* [GOAL]: Print the records below word for word, but leave out the pictures.

* [RECORDS SUPPLIED]:
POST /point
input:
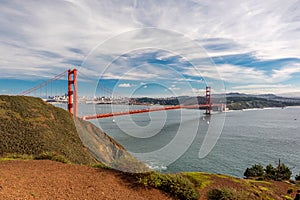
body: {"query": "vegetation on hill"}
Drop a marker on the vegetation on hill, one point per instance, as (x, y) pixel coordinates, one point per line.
(31, 126)
(281, 172)
(33, 129)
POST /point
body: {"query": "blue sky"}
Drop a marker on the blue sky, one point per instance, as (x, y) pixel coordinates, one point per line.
(152, 48)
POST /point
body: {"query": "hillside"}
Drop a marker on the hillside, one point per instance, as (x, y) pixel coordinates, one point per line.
(30, 126)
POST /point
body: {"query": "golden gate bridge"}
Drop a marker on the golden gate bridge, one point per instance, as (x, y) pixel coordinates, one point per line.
(72, 98)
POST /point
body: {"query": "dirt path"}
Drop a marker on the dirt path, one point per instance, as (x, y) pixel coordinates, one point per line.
(52, 180)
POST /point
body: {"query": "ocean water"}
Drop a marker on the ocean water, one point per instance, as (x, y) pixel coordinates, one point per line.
(170, 141)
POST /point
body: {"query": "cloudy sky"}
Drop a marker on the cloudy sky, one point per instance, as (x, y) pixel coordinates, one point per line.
(159, 48)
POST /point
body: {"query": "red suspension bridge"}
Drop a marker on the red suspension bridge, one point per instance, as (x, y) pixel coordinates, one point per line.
(72, 98)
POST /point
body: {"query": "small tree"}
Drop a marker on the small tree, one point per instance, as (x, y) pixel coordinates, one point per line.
(270, 172)
(284, 172)
(254, 171)
(281, 172)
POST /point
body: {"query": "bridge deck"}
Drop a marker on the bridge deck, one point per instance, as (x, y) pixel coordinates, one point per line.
(131, 112)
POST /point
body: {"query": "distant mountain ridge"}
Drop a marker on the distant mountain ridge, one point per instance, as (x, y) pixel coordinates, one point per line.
(234, 101)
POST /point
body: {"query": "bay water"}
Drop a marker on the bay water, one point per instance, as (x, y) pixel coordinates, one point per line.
(254, 136)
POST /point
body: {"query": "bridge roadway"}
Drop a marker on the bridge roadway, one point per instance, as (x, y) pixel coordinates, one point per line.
(131, 112)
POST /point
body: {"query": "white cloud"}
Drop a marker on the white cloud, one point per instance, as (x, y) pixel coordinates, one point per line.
(125, 85)
(39, 39)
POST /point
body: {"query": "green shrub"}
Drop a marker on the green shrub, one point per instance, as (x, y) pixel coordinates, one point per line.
(52, 156)
(220, 194)
(297, 177)
(281, 172)
(254, 171)
(176, 185)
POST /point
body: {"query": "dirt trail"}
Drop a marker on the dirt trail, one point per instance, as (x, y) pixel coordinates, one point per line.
(46, 179)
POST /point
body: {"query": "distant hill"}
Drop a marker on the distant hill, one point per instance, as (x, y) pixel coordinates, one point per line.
(234, 101)
(30, 126)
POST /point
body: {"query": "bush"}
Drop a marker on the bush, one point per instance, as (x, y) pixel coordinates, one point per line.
(254, 171)
(52, 156)
(281, 172)
(220, 194)
(173, 184)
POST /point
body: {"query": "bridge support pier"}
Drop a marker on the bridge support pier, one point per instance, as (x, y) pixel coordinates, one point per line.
(208, 100)
(72, 92)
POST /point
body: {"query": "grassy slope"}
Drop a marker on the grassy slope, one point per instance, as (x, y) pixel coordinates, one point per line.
(30, 126)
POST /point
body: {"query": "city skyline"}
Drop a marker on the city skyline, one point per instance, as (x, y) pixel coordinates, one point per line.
(153, 48)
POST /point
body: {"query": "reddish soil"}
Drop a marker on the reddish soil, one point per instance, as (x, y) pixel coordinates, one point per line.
(46, 179)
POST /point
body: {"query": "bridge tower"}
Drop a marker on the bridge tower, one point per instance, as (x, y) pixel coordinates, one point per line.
(208, 100)
(72, 92)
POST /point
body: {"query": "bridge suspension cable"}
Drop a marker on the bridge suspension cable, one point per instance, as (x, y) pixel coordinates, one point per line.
(43, 84)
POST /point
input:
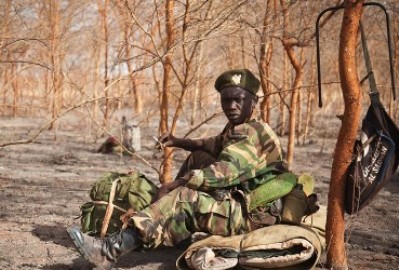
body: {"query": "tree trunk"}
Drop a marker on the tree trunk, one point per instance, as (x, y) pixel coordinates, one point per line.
(55, 61)
(196, 95)
(166, 173)
(336, 254)
(282, 108)
(288, 46)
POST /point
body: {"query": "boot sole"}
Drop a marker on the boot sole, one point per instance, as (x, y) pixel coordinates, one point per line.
(81, 250)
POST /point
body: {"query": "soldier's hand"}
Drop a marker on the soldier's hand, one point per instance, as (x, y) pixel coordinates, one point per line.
(166, 188)
(125, 217)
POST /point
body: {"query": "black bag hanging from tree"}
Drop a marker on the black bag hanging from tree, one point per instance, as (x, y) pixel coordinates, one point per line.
(376, 152)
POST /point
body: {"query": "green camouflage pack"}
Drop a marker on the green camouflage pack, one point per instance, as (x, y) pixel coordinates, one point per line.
(132, 190)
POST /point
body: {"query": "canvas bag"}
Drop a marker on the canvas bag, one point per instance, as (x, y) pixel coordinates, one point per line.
(111, 196)
(376, 153)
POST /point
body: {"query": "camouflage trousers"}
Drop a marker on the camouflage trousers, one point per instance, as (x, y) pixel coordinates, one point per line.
(184, 211)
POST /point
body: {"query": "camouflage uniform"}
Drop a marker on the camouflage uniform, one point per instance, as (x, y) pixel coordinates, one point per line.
(208, 202)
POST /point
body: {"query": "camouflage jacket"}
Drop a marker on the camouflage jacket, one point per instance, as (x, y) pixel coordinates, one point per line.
(244, 154)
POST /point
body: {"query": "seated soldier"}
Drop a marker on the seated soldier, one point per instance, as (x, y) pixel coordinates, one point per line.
(208, 194)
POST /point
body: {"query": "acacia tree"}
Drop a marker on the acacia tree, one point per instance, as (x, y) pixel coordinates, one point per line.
(289, 44)
(336, 254)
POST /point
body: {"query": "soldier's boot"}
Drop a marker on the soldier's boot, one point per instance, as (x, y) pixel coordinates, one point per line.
(104, 253)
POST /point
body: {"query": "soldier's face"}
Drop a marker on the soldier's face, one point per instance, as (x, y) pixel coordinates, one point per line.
(237, 104)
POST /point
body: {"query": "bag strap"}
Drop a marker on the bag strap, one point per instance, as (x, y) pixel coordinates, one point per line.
(110, 209)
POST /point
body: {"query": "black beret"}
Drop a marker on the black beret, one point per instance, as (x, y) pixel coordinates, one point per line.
(242, 78)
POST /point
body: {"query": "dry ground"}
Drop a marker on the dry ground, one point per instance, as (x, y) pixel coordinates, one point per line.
(43, 183)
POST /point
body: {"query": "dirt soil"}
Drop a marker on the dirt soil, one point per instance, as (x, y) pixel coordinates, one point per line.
(42, 185)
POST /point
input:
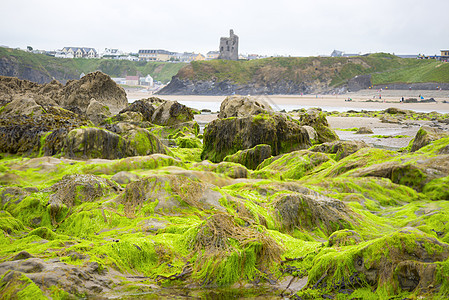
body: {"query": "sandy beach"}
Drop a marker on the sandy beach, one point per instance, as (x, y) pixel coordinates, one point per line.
(401, 134)
(390, 98)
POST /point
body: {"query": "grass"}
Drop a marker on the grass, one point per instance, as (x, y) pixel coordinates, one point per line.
(335, 71)
(66, 68)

* [SOLUTION TO THIS EXERCISE]:
POST /point
input:
body: {"query": "vegetation on hill"}
Drop a marker on the vegetation on hill, one point per instance, as (x, y) pixel coordinates, one point per line.
(31, 126)
(281, 172)
(33, 129)
POST /point
body: {"query": "blue sky"}
Drop a marker on the blue sky, one point per instance, as (x, y) pixel coordinates, one point per line.
(152, 48)
POST /point
body: {"query": "hillside"}
Drop a marker on the hillside, one point per instance, as (x, y) pixel coordinates, one point per line.
(30, 126)
POST /point
body: {"query": "golden gate bridge"}
Drop a marker on the golden gate bridge, one point per instance, as (x, y) pixel coordinates, one point per line.
(72, 98)
POST /point
body: {"query": "dirt path"}
Drop a marker on the dirt path, one point per instance, as (x, y) pixel coordinates, one point per line.
(52, 180)
POST /point
body: {"query": "ocean water"}
Drop a marker on the ocean water, one point per instance, as (x, y) pixel coordinates, one point per line.
(170, 141)
POST /point
body: {"query": "cloudy sky"}
Drop a marker on the cloudy sky, one point per instance, as (x, y) pixel coordinates, one point per line.
(159, 48)
POST /point
body: {"query": "red suspension bridge"}
Drop a marker on the red suspension bridge, one point per instance, as (x, y) pixel coordinates, one point per line.
(72, 98)
POST /point
body: {"query": "small tree"}
Drop a marker on the small tree, one point per instance, as (x, y) pixel coordinates, one point per line.
(270, 172)
(284, 172)
(254, 171)
(281, 172)
POST /point
body: {"query": "bridge deck"}
Drop a marker on the bridge deck, one point per instance, as (x, y) pixel coordinates, one point per line.
(131, 112)
POST /point
body: {"query": "distant mountain ridge"}
Drop a marker on the distant mountain ridge, one point per instance, as (x, y) pixel coordinates, one point per line.
(234, 101)
POST /point
body: {"query": "bay water"}
Drop a marker on the bay water, one point per instance, as (x, y) pixel coordinates, one point per line.
(254, 136)
POST /point
body: {"query": "bridge roadway"}
Drop a marker on the bridge roadway, one point per instance, as (x, y) pixel coordinates, one point per line.
(131, 112)
POST /point
body: {"query": "white cloud"}
Drop a marker on the white cloud, one point per instance, as (x, y) pixel coordinates, one point per line.
(125, 85)
(39, 39)
POST /point
body: {"query": "green shrub"}
Drop a marker on the green shrub, one point per instance, as (x, y) pixel coordinates, one point per line.
(52, 156)
(220, 194)
(297, 177)
(281, 172)
(254, 171)
(176, 185)
POST /point
body: {"query": "dirt trail"}
Drop a marker on the dirt trail, one point per instance, as (x, y) pixel coordinates, one point per line.
(46, 179)
POST /point
body: {"query": "distant hill"}
Drop a marker on the distant hill, one point per instance, as (x, y) pixel coordinates, one point per line.
(234, 101)
(30, 126)
POST /point
body: {"query": "bush"}
Drop a marker on the bush, one point per instance, as (x, y) pixel coordinates, one point per line.
(254, 171)
(52, 156)
(281, 172)
(220, 194)
(173, 184)
POST /point
body: {"query": "bridge support pier"}
Drop a marker on the bridge support pier, one point per instance, as (x, y) pixel coordinates, one point per line.
(208, 100)
(72, 92)
POST /point
body: {"query": "grassy slope"}
Drop a marker on the grassy slope, one point per instance, as (x, y) pixel coordinates, one point per line.
(30, 126)
POST /point
body: {"query": "city skyline"}
Drop a marker on the city skyline, one point per instance, as (x, y) pixel coordinates, one point per line.
(153, 48)
POST /point
body: {"query": "reddish soil"}
Drop a marker on the reddish soil, one point per instance, as (x, y) pixel coordinates, one point per line.
(46, 179)
POST /point
body: {"query": "bridge tower"}
Drop a marker on the bridge tower, one point per instance, as (x, y) pixel coordinates, one point per line.
(208, 100)
(72, 92)
POST /point
body: {"query": "bridge suspension cable"}
Drop a marker on the bridge suspension cable, one point per instance, as (x, y) pixel coordinates, one point per line.
(43, 84)
POST /point
input:
body: {"query": "tree trunk"}
Drop a marker on the tree trunk, one point per instance, as (x, y) pixel coordinates, one point per line.
(55, 61)
(196, 95)
(166, 173)
(336, 254)
(282, 108)
(288, 46)
POST /point
body: {"query": "boot sole"}
Drop a marker on the boot sole, one point per instance, as (x, y) pixel coordinates, one point per line.
(81, 250)
POST /point
body: {"query": "soldier's hand"}
Drop a marker on the soldier's hand, one point per instance, as (x, y) pixel coordinates, one point per line.
(166, 188)
(125, 217)
POST /point
body: {"query": "black bag hanging from tree"}
Drop a marker on the black bag hanging from tree, one point per instance, as (x, y) pixel coordinates, one point per line.
(376, 152)
POST /point
body: {"query": "green camouflage pack"}
Drop a marker on the green camouflage pack, one point per instance, as (x, y) pixel coordinates, one point per line.
(132, 190)
POST /point
body: {"query": "canvas bag"}
Drop a marker on the canvas bag, one point per instance, as (x, y) pixel coordinates, one point per line.
(111, 196)
(376, 153)
POST /point
body: {"query": "camouflage trousers"}
Drop a marker on the camouflage trousers, one point per instance, as (x, y) pixel coordinates, one point per line.
(184, 211)
POST /point
body: {"query": "camouflage uniform"}
Drop a marker on the camouflage uniform, one point per instance, as (x, y) pixel coordinates, one point per line.
(208, 202)
POST /point
body: {"query": "camouflage jacket"}
Drop a marker on the camouflage jacket, one point per instance, as (x, y) pixel coordinates, one point per line.
(244, 154)
POST /point
body: {"query": "seated soldier"}
Drop a marker on the seated soldier, one point per instance, as (x, y) pixel coordinates, one point per line.
(208, 194)
POST /point
body: {"query": "acacia tree"}
Drop a marker on the acacia tree, one point per instance, as (x, y) pixel coordinates, one point per line.
(289, 44)
(336, 254)
POST /point
body: {"query": "soldier's boot"}
Drop a marker on the soldier's boot, one point per instance, as (x, y) pixel coordinates, one point per line.
(104, 253)
POST /point
body: {"query": "soldier's face"}
Drop a marker on the soldier's face, one point per instance, as (x, y) pixel coordinates, one point per line.
(237, 104)
POST /point
body: {"query": "bag strap"}
Drop a marker on the bag strap, one point per instance, as (x, y) pixel coordinates, one point per line.
(110, 209)
POST /point
body: {"query": "black beret"}
Drop a marker on the black beret, one point per instance, as (x, y) pixel coordinates, one point per line.
(242, 78)
POST /point
body: {"query": "dry ground"}
Drop a marker on the dry ground, one point per instance, as (x, y) pixel coordinates, one point per line.
(43, 183)
POST /point
body: {"query": "dirt soil"}
Drop a marker on the dirt soil, one point per instance, as (x, y) pixel coordinates, one point per line.
(42, 185)
POST /point
input:
body: {"query": "sandy beach"}
Drop a marker on the sandy beach, one point per instance, as (x, y) pixel coordinates, one point per line.
(401, 134)
(390, 98)
POST /point
body: {"query": "grass"}
Drop a marker on the grass, one point per instance, as (x, y) pixel coordinates, one point per line.
(335, 71)
(66, 68)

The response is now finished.